• _Given passage_
--*--

The other day a group of us from the FreeWay were sitting around talking, and the topic of “books that were part of my spiritual formation” came up. No one used that phrase, exactly; we were just sharing the most influential Christian books we’ve read. C. S. Lewis’ The Screwtape Letters was high on most people’s lists, along with Mere Christianity. J. I. Packer’s Knowing God got a nod, as did Lee Strobel’s The Case for Christ. My own list included both How Should We Then Live, and He is There and He is Not Silent by Francis Schaeffer. It struck me, as we talked, that almost everyone one had a book or two (or in my case, many) that God used at just the right time, in just the right way in our lives, to shape our thinking, our feeling, our being in Christ.
Over the last month or so I have been going through some of the “more obscure but still spiritual vital” disciplines of the Christian life here at terra incognita. We’ve looked at silence, solitude, breathing, fasting, journaling each in turn. However, after that evening swapping book titles with some brothers and sisters in the Lord, it occurred to me that, though it’s not often thought of as a spiritual discipline, reading good Christian literature—and by good I mean both well-written and spiritually edifying—is and has long been a formative practice of the faith.
Anyone who has ever stumbled their way into a Christian classic like The Confessions, for instance, or a contemporary classic like The Screwtape Letters, or more weighty stuff like The Cost of Discipleship, or even more pop-y fair like The Sacred Romance, and closed the book changed, will know that it’s not just because I’m a former English Teacher that I’ve listed Christian reading as a spiritual discipline. It’s because there is something profoundly formative about opening both your heart and mind together, to receive the musings or the insights or the teachings or the story of another Christian who is perhaps further along the road than you, or travelling a slightly different path, but still walking with the same Lord. All sorts of studies have been conducted to demonstrate the positive psychological effects of reading generally; Christian reading has all these benefits with the added benefit of a beautiful, focused, extended conversation about God, and the things of God that can move at whatever pace we choose and can be shared with others and yet is still deeply personal and intimate.
Like I say, Christians have long known that spiritual reading is a practice to be encouraged in the life of a disciple. In 1750, for instance, John Wesley, the founder of the Methodist movement, published a thirty-volume set of Christian classics called A Christian Library, which he encouraged all good Methodists to read, and expected all his preachers to know. The Christian Library was a wide-ranging collection of Christian literature that Wesley had gathered together from all corners of the Christian world. It included works by the ancient fathers, all the way up to his contemporaries like Jonathan Edwards. Wesley, it seems, recognized that a steady fare of good Christian literature is vital for a thriving Christian soul, that if a Christian really wants to expand their spiritual horizons, conversations with spiritual friends who have gone before, conversations outside and beyond our immediate circle of spiritual experience, conversations that can only happen between the pages of a book, were necessary.

--*--

• _Task instructions_
In the passage on Christian reading, how many volumes did John Wesley's A Christian Library contain?

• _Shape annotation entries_
--*--

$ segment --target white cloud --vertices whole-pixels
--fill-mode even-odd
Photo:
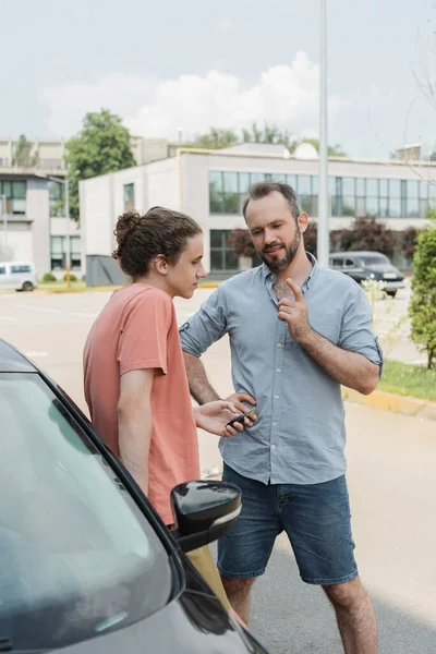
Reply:
[[[210,126],[240,130],[265,121],[294,134],[316,134],[318,65],[298,52],[291,65],[275,65],[244,87],[232,74],[209,71],[175,80],[111,73],[95,82],[66,83],[45,89],[48,125],[57,135],[77,131],[86,111],[108,108],[123,117],[138,135],[175,140],[178,128],[189,138]],[[330,121],[349,108],[349,100],[330,96]]]

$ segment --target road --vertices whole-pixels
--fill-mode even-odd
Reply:
[[[184,322],[208,294],[177,301]],[[47,370],[82,407],[82,348],[108,293],[0,294],[0,337]],[[407,308],[407,295],[392,313]],[[387,327],[395,316],[386,316]],[[405,361],[420,355],[396,346]],[[398,350],[400,348],[400,350]],[[219,392],[231,391],[226,339],[205,363]],[[347,405],[349,486],[361,576],[374,601],[380,654],[436,654],[436,433],[432,421]],[[217,441],[199,434],[204,473],[219,469]],[[254,586],[253,632],[271,654],[340,654],[334,615],[322,592],[303,584],[280,536]]]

--*--

• _Response to this exercise_
Thirty volumes.